▶ [Tasks for this exercise]:
1. In the Gas monkey thread, is each of these statements supported: (a) one poster is recording the show, (b) the car being detailed is a 1960s Aston Martin, (c) the show airs on Discovery? Answer yes or no for each and quote the words from the thread that decide it.
2. Pick up the Gas monkey forum thread after its final line and write what comes next.

▶ [Selected excerpt]:
━━━━━━━━━━━━━━━━━━━━━━━━━━━━━━
# Gas monkey



## davo3587 (May 9, 2012)

Anyone watching tonights Gas monkey, dallas detailling doing a 1930's aston martin.


----------



## Stezz (Apr 29, 2011)

I am.

So glad they left it as standard.


----------



## davo3587 (May 9, 2012)

Cant wait to see the finished outcome


----------



## bigslippy (Sep 19, 2010)

Recording it , must admit I find it to be one of the most entertaining shows on tv


----------



## davo3587 (May 9, 2012)

Its a great show, i want a beard like arron


----------



## olliecampbell (Jan 30, 2007)

I'm trying to grow one in the hope I become as funny!


----------



## davo3587 (May 9, 2012)

I just want one to p**s the misus off. Haha


----------



## mr cooper (Apr 15, 2010)

What show is this and where can I see it please?


----------



## ikon66 (Jul 23, 2008)

Fast n loud on discovery


----------



## sheady82 (Jan 15, 2014)
━━━━━━━━━━━━━━━━━━━━━━━━━━━━━━
▶ [Provided material]:

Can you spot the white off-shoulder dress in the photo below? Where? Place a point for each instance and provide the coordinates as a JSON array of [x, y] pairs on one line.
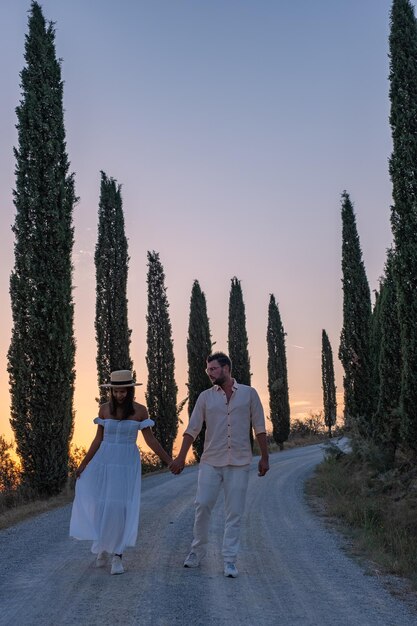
[[107, 494]]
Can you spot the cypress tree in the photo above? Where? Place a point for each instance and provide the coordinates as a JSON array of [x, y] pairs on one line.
[[375, 339], [387, 417], [198, 348], [111, 260], [161, 396], [42, 348], [354, 350], [238, 338], [403, 171], [329, 387], [279, 405]]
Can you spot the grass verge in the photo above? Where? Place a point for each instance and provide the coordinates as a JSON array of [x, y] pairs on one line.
[[378, 511]]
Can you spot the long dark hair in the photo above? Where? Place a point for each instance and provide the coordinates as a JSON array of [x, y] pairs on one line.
[[127, 407]]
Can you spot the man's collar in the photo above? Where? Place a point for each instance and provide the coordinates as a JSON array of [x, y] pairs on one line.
[[234, 386]]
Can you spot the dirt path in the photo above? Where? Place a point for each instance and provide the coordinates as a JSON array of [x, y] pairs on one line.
[[292, 570]]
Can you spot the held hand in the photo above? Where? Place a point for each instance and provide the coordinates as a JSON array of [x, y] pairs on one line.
[[177, 466], [263, 467], [79, 470]]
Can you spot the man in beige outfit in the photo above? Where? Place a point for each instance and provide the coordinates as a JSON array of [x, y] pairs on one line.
[[229, 410]]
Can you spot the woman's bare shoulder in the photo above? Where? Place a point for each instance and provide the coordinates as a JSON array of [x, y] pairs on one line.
[[104, 411], [141, 412]]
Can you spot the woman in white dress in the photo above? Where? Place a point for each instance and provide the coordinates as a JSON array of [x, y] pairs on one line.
[[107, 491]]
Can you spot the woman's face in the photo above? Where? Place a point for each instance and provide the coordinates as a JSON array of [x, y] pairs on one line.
[[119, 394]]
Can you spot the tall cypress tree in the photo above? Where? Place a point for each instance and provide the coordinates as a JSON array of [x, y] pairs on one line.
[[403, 171], [161, 396], [354, 350], [238, 337], [198, 348], [42, 348], [279, 404], [387, 416], [375, 341], [111, 260], [328, 384]]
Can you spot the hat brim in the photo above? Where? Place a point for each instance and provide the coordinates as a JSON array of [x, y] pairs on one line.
[[108, 385]]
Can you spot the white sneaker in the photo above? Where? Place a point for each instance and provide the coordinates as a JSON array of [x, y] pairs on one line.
[[192, 560], [101, 559], [116, 565], [230, 570]]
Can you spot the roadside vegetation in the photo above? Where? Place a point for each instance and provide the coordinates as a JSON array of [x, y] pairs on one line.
[[375, 506]]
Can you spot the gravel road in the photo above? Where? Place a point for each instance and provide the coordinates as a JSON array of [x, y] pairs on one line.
[[292, 569]]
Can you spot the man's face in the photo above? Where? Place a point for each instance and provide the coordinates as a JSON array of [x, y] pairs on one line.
[[216, 373], [119, 394]]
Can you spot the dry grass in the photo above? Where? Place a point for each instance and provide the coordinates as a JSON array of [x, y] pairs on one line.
[[21, 512], [377, 511]]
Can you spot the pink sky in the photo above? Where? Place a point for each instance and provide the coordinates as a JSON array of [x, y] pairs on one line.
[[233, 128]]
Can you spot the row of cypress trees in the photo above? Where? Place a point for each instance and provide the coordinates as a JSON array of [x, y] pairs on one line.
[[378, 347], [41, 356]]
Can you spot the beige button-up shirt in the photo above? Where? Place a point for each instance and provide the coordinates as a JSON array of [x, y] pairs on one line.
[[226, 440]]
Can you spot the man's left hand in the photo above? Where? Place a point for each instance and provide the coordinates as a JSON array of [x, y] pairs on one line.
[[263, 467]]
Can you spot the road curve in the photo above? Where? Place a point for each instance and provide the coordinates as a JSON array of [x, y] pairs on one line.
[[292, 569]]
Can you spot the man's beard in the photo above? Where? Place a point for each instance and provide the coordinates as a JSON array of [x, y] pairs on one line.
[[219, 381]]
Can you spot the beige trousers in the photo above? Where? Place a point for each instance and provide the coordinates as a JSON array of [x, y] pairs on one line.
[[234, 481]]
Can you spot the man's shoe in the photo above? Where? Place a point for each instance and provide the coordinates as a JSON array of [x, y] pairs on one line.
[[101, 559], [230, 570], [116, 565], [192, 560]]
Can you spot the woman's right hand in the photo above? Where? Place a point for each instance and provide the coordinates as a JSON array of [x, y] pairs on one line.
[[79, 470]]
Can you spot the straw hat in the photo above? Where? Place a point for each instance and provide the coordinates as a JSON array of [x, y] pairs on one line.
[[121, 378]]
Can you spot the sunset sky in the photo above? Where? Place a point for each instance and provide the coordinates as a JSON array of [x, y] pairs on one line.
[[233, 127]]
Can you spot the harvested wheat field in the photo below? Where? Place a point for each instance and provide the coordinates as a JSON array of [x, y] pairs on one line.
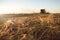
[[38, 27]]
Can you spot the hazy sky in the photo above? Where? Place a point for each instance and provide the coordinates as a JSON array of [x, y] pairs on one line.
[[18, 6]]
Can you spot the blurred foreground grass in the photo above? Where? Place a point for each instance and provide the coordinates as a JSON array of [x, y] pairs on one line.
[[41, 27]]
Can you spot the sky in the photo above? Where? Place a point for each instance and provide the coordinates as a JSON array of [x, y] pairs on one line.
[[29, 6]]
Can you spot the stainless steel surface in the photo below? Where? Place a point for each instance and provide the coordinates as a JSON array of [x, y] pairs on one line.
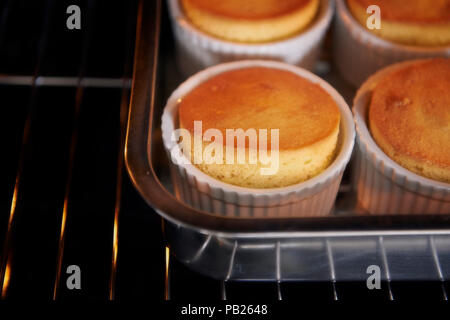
[[335, 248]]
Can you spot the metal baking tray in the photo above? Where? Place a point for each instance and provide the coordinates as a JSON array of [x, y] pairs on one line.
[[338, 247]]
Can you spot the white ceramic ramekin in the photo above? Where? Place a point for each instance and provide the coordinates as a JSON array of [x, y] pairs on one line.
[[358, 53], [314, 197], [196, 50], [382, 185]]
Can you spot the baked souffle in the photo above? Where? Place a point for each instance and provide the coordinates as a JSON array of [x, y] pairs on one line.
[[409, 117], [303, 115], [251, 21], [410, 22]]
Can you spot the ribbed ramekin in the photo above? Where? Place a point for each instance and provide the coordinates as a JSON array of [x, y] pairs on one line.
[[196, 50], [382, 185], [314, 197], [358, 53]]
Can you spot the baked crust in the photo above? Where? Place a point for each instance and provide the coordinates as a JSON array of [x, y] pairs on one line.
[[409, 117], [251, 20], [264, 98]]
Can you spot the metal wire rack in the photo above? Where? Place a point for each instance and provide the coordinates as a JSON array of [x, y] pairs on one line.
[[65, 197]]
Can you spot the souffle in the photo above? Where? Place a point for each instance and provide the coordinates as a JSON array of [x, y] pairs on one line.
[[411, 22], [251, 21], [255, 100], [409, 117]]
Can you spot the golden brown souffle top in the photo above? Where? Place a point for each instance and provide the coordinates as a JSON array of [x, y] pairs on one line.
[[410, 108], [412, 11], [249, 9], [262, 98]]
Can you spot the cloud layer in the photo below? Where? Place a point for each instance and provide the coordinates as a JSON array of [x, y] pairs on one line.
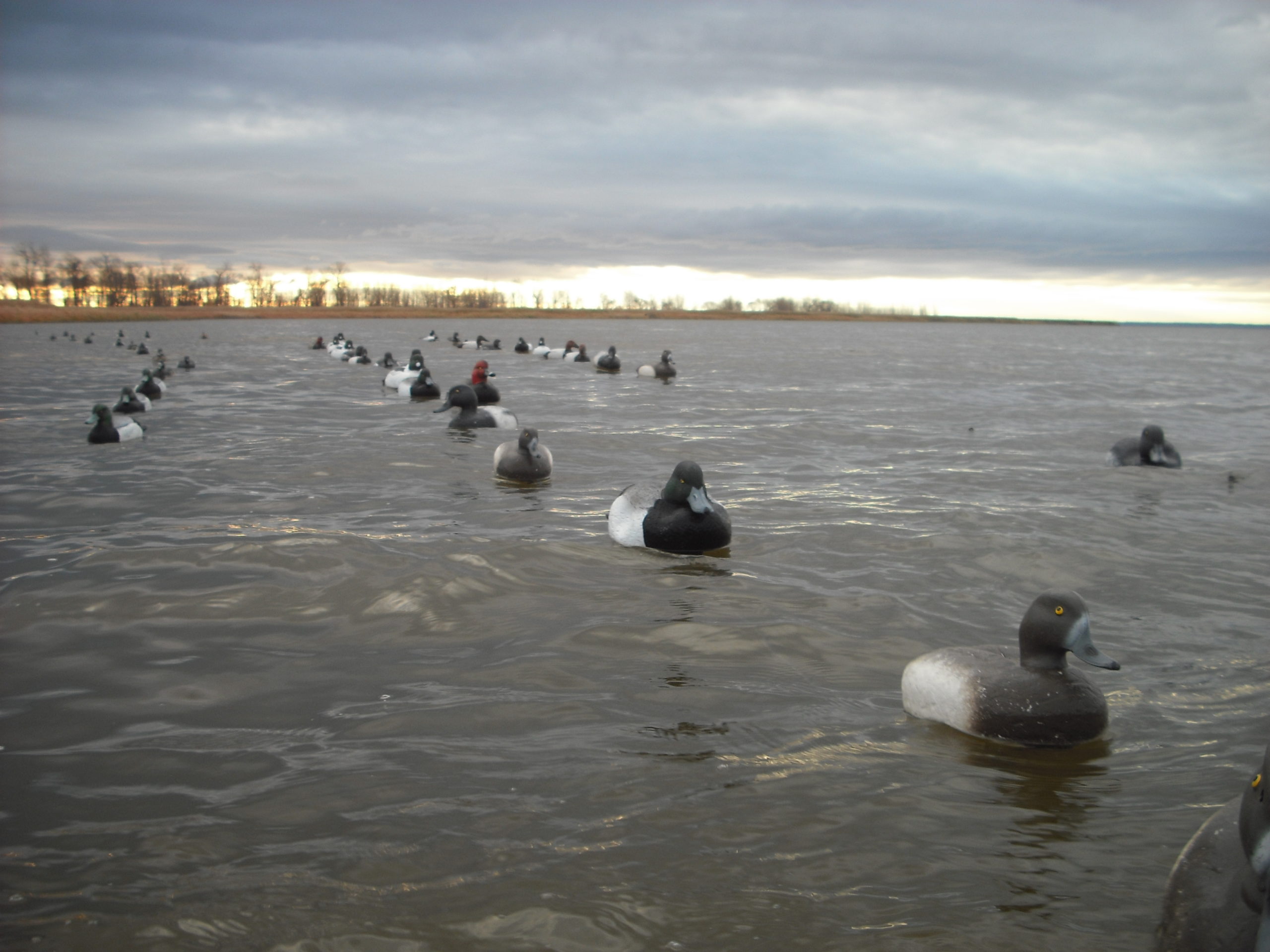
[[991, 140]]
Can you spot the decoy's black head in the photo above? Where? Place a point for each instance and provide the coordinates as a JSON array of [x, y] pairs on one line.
[[461, 397], [688, 486], [529, 442], [1058, 622], [1255, 824]]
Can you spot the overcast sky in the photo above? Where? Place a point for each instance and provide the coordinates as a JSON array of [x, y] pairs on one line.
[[1090, 144]]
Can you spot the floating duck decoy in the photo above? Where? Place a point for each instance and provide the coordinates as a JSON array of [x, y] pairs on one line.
[[151, 388], [131, 403], [524, 460], [562, 352], [421, 386], [399, 375], [1217, 892], [1037, 700], [1148, 450], [486, 391], [473, 416], [609, 363], [106, 431], [662, 370], [679, 517]]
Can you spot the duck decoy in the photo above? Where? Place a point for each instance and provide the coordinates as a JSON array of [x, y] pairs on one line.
[[679, 517], [609, 363], [486, 391], [469, 416], [1030, 697], [662, 370], [1148, 450], [106, 431], [524, 460], [1217, 894], [131, 403]]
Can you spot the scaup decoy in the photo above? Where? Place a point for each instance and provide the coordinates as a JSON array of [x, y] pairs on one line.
[[400, 375], [131, 403], [679, 517], [1148, 450], [1037, 700], [151, 388], [106, 431], [470, 414], [486, 391], [609, 363], [662, 370], [1216, 896], [524, 460]]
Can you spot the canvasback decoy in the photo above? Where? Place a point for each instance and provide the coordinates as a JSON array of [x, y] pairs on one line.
[[524, 460], [464, 399], [106, 431], [484, 390], [679, 517], [1148, 450], [1030, 696]]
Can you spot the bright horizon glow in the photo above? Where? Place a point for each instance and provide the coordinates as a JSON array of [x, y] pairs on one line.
[[969, 298]]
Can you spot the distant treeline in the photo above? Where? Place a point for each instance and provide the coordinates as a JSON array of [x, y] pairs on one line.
[[107, 281]]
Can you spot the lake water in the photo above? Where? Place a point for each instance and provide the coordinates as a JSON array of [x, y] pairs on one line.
[[295, 673]]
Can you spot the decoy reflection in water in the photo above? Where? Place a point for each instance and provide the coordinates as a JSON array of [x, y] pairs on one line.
[[1037, 700], [1148, 450], [1217, 894], [679, 517], [524, 460]]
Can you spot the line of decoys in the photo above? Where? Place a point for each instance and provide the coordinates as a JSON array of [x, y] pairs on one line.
[[134, 399], [1023, 694]]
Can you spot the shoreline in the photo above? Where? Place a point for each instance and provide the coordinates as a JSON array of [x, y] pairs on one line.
[[28, 313]]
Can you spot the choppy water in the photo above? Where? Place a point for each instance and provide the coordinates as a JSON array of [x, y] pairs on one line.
[[295, 673]]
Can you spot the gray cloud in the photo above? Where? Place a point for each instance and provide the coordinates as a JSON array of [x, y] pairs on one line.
[[825, 140]]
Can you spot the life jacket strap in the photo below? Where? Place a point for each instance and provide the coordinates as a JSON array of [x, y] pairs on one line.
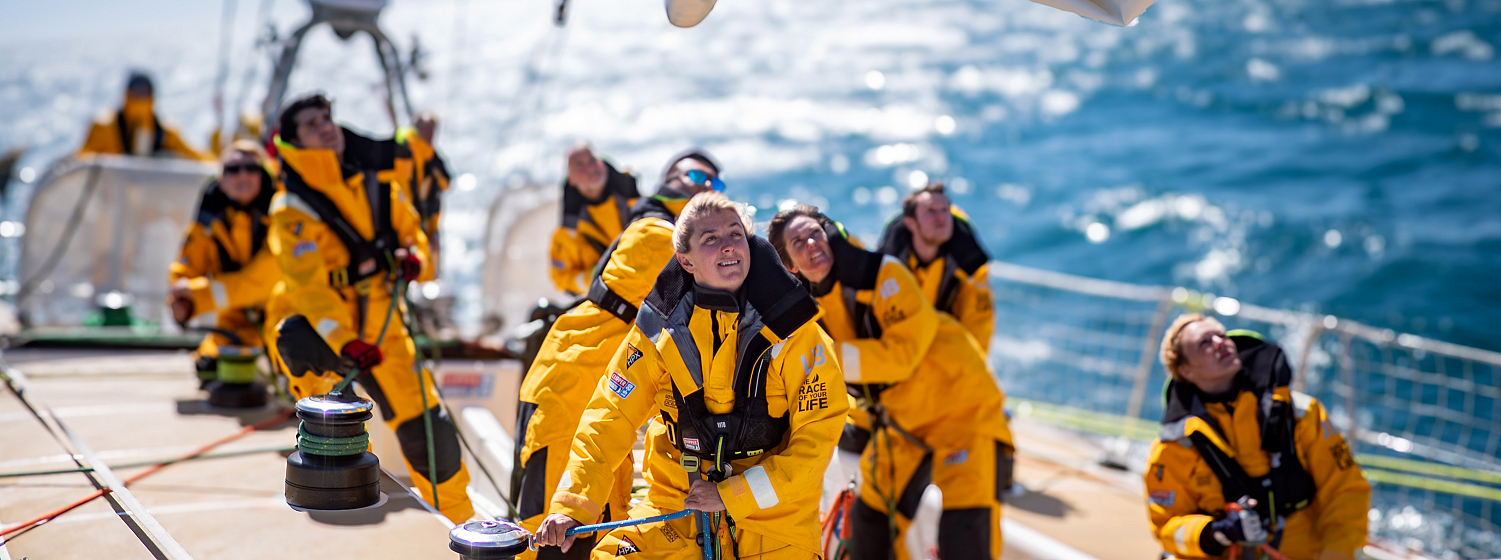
[[610, 301]]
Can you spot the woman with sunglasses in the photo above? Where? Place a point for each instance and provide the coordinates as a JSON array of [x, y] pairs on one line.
[[224, 266], [578, 347]]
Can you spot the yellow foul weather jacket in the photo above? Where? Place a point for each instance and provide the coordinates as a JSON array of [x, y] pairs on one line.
[[578, 349], [333, 222], [697, 352], [1320, 494], [135, 131], [956, 281], [923, 367], [587, 228], [227, 264], [312, 257]]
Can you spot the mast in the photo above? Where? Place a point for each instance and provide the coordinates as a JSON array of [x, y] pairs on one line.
[[345, 17]]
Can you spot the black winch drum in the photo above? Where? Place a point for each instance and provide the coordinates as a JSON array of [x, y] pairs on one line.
[[496, 539], [237, 385], [342, 478]]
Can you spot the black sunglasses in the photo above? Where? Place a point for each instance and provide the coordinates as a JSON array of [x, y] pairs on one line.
[[234, 168]]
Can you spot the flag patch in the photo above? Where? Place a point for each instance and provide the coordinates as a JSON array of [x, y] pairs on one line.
[[302, 248], [1162, 497], [956, 458], [620, 386], [634, 356]]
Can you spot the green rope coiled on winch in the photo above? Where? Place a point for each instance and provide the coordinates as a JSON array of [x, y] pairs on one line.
[[332, 446]]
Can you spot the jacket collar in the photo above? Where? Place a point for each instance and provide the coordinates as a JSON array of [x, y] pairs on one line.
[[317, 167]]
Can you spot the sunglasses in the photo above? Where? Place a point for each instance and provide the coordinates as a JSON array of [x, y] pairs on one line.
[[700, 177]]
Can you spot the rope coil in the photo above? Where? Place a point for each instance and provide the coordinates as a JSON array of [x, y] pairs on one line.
[[330, 446]]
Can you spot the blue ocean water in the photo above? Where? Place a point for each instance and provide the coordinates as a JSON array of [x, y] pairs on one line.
[[1338, 156], [1327, 155]]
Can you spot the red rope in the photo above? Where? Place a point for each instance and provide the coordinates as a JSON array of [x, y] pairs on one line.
[[147, 472]]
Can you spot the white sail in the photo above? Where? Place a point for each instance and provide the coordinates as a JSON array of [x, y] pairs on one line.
[[1115, 12], [688, 12]]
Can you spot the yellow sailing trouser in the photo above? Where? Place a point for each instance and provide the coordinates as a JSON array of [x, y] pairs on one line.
[[676, 539], [964, 469]]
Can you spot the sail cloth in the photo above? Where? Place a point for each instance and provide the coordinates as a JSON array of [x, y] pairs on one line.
[[688, 12], [1117, 12], [105, 224]]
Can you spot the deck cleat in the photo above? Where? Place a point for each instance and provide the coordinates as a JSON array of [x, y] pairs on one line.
[[496, 539], [332, 467], [236, 383]]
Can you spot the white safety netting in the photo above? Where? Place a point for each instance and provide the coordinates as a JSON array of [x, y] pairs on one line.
[[104, 230]]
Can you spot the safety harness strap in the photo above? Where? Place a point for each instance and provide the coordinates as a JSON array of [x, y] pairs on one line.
[[610, 301], [368, 257]]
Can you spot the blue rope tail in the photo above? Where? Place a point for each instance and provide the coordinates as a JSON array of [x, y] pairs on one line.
[[628, 523]]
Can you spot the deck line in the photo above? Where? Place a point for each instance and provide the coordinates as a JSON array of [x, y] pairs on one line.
[[122, 499]]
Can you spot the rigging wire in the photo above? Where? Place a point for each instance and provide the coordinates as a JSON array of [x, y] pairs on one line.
[[251, 69], [222, 77]]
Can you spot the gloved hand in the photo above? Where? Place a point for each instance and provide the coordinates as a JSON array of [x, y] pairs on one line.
[[362, 353], [410, 264], [1240, 526]]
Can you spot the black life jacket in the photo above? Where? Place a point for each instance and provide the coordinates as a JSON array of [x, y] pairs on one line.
[[772, 299], [854, 269], [213, 206], [125, 134], [575, 206], [962, 251], [601, 293], [1264, 370], [368, 257]]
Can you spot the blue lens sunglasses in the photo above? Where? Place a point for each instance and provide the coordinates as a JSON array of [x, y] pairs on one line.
[[700, 177]]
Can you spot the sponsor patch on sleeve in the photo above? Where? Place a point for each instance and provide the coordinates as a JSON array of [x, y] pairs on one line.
[[302, 248], [1162, 497], [620, 386], [634, 356], [956, 457]]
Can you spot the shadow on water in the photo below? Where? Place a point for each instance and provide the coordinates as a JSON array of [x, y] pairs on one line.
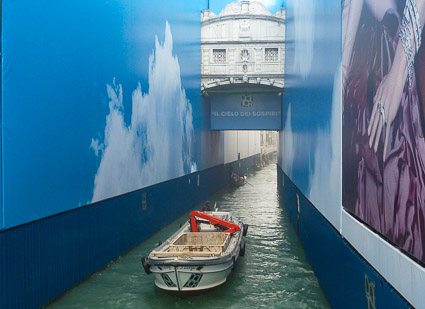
[[273, 273]]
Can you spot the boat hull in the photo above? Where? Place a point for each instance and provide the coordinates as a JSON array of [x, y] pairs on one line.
[[191, 279]]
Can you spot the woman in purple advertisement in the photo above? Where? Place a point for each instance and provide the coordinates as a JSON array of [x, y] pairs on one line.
[[383, 110]]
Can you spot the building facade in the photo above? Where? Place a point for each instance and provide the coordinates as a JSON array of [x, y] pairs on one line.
[[243, 45]]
━━━━━━━━━━━━━━━━━━━━━━━━━━━━━━
▶ [Task answers]:
1.
(a) Yes: "Recording it"
(b) No: "a 1930's aston martin"
(c) Yes: "Fast n loud on discovery"

2.
awesome show i love it , they dont half graft


----------



## Stezz (Apr 29, 2011)

Did anyone see the Ferrari F40 episode?


----------



## sheady82 (Jan 15, 2014)

yeah that black f40 was epic wen done


----------



## craigeh123 (Dec 26, 2011)

Ive missed loads of them now damn it


----------



## Jonnybbad (Jun 12, 2013)

3500 dollar and 70 hrs detailing the Aston dammmm it turned out well but still


----------



## Xploit (Nov 16, 2011)

It is a great show, got it on series link but need to catch up big time!


----------



## John-R- (Feb 4, 2007)

Stezz said:


> Did anyone see the Ferrari F40 episode?


The F40 was ace :thumb:
Only one thing bugging me though, I always thought that all Ferrari write-offs went back to the factory 

John


----------



## woodybeefcake (Oct 12, 2008)

John-R- said:


> The F40 was ace :thumb:
> Only one thing bugging me though, I always thought that all Ferrari write-offs went back to the factory
> 
> John


During the episode they point out that as long as it is repaired properly by a Ferrari Approved workshop (which it is), then Ferrari will certify it is back to road worthy condition. IIRC the frame had to be put to within 4mm of factory spec and they manage to get it within 1mm. :thumb:


----------



## woodybeefcake (Oct 12, 2008)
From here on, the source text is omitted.